# Tracy McGrady appreciation thread



## Yao Mania (Aug 4, 2003)

Say what you want about Tracy McGrady. Say that he has an ego, he's selfish, he's lazy, he chokes in the playoffs... and it's probably all true. But for one minute, think about your finest memories of the Rockets franchise since the end of the Hakeem era. It's T-Mac's 13 in 35. It's T-Mac's posterizing Shawn Bradley in the playoffs. It's our 22 game winning streak led by T-Mac while Yao was down. I think we are all disappointed because we knew what T-Mac WAS capable of. He had the potential to be one of the greatest of all time. He and Yao could've been Shaq and Kobe. And in the end, we never made it out of the first round with Tracy McGrady in the line-up. 

Despite this, he was a very entertaining player, and gave the Rockets fans a lot of fond memories. We got him for Francis, Mobley, and Cato, and look at where these guys are now. Anyway I wish Tracy all the best in New York, and that he can live to his word and prove that he does have something left in him.


----------



## Spaceman Spiff (Aug 2, 2006)

T-Mac made me a Rockets fan, and I thank him for that. I've always went against those who say he choked in the playoffs when he always raised his game at that time. It's a shame injuries caught up to him as soon as a competent team was put around him. T-Mac is still my favorite player in the league.

I will be torn on pulling for the Knicks because of the draft picks they have in store for the Rockets.

Data for this task →
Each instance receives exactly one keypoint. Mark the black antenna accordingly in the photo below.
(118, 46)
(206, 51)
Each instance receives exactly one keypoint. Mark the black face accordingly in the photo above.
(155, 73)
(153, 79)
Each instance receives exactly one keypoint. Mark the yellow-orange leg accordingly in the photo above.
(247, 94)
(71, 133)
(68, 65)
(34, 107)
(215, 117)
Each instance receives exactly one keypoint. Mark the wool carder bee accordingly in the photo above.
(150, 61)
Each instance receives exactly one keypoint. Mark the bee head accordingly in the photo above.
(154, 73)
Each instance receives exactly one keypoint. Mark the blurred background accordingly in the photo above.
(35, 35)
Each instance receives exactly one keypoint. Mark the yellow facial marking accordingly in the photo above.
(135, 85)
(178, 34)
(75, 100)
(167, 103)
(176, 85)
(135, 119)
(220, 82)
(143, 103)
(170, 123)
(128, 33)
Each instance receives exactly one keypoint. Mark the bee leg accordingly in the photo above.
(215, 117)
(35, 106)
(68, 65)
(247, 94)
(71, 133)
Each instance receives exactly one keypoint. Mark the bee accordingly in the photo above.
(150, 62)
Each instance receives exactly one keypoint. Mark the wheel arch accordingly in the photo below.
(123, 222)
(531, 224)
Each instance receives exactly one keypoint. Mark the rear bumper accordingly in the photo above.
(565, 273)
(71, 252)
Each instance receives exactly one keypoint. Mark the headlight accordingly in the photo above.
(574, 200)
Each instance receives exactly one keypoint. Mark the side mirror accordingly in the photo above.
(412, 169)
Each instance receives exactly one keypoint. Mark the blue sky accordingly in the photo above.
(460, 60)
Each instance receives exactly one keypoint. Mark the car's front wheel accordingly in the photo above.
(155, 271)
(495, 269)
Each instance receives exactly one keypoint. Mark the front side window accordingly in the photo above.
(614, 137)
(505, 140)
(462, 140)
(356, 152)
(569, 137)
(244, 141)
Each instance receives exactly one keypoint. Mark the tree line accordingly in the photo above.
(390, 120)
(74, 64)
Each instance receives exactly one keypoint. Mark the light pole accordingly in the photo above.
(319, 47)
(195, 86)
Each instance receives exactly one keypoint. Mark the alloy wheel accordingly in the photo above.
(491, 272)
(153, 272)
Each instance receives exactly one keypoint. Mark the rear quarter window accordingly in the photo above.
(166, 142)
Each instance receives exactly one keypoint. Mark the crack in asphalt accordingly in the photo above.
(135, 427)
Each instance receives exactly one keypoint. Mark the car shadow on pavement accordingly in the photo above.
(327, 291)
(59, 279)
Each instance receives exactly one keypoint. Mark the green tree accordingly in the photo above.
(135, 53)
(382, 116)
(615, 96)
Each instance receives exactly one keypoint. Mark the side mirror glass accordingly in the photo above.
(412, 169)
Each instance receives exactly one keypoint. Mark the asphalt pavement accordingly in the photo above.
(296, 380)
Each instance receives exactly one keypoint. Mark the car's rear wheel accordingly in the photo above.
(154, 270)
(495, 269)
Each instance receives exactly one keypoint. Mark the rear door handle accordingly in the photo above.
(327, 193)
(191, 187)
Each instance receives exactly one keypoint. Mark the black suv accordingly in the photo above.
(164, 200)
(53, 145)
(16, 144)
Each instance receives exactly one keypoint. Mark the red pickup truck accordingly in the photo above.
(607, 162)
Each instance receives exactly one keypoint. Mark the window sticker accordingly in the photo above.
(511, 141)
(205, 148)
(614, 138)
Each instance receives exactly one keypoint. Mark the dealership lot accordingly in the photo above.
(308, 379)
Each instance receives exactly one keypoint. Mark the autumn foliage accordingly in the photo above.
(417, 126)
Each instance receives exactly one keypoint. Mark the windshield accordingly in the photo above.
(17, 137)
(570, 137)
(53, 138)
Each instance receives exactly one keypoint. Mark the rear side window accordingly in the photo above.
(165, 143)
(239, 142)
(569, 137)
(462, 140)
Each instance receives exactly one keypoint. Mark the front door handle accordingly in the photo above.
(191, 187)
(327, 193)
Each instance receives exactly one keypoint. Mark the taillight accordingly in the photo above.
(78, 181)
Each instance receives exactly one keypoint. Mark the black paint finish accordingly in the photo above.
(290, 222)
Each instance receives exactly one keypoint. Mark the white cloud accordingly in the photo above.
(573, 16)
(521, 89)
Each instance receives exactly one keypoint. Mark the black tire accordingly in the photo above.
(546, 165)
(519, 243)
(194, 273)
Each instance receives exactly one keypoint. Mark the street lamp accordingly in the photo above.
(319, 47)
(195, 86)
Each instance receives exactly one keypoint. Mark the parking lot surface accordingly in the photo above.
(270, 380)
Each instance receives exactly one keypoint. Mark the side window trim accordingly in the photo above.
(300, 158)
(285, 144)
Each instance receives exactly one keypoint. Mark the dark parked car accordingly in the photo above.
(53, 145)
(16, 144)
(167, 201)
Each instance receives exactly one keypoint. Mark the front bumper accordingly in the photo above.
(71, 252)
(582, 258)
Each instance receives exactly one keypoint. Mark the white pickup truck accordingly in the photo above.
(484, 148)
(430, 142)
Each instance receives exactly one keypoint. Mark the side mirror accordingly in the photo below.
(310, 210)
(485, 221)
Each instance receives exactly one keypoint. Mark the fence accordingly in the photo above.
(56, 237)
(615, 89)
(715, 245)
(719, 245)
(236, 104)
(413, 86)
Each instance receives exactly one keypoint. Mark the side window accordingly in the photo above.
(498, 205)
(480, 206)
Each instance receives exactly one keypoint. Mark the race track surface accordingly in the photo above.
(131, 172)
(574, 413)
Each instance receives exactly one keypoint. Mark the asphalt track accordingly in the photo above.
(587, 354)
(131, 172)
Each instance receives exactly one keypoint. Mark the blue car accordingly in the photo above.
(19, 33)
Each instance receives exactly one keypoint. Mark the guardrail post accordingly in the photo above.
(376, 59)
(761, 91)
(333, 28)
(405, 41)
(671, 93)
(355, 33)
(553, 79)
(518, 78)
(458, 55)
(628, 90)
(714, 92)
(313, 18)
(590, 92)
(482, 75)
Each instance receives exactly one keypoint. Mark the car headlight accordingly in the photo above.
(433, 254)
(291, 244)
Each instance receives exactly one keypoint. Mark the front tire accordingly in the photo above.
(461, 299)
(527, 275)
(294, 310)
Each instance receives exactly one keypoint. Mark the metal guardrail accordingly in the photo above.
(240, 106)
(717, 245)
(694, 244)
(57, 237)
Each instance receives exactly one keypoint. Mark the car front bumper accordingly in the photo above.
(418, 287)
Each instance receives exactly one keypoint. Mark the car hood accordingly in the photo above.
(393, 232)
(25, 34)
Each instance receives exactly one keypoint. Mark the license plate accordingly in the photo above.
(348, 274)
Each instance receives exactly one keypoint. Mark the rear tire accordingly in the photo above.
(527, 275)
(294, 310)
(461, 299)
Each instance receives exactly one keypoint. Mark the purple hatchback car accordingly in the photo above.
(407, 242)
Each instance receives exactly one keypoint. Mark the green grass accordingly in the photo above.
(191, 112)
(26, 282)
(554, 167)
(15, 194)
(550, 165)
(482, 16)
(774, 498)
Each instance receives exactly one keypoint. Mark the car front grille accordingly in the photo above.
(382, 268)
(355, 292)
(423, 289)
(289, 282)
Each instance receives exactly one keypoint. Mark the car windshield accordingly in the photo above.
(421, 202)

Things to do →
A. Please convert the part of the listing that begins at the line containing "car windshield accordingly in the photo above." and runs through the listing's last line into a Markdown table. Use the columns Row and Line, and omit any blank lines.
B. Carry on the Tracy McGrady appreciation thread from where it stops.
The forum thread and the listing have nothing to do with each other.

Answers to the exercises →
A.
| Row | Line |
|---|---|
| 1 | Each instance receives exactly one keypoint. Mark the car windshield accordingly in the photo above. |
| 2 | (421, 202) |

B.
----------



## Kidd (Jul 2, 2009)

I was never a Rockets fan but they were one of my favourite teams to watch because of T-Mac.


----------



## OneBadLT123 (Oct 4, 2005)

Thanks for the first season you were here
Thanks for 13 in 33
Thanks for the 22 game win streak
Thanks for playing your hardest in the playoffs and elevating your game when you felt the need to.

Other than that...Good riddance. Never again do I want to deal with the drama you caused. We gave you many chances and defended you time and time again. Only for you to essentially **** on the franchise, and fans last year in Toronto, in 05-06, "its on me", "after my contract is up I want to play baseball", while the team and fans had to cater to you every need.


----------



## Cornholio (Feb 13, 2005)




----------



## Legend-Like (Mar 25, 2006)

Its hurts me to see T-mac play in a different uniform. Good luck in NY!!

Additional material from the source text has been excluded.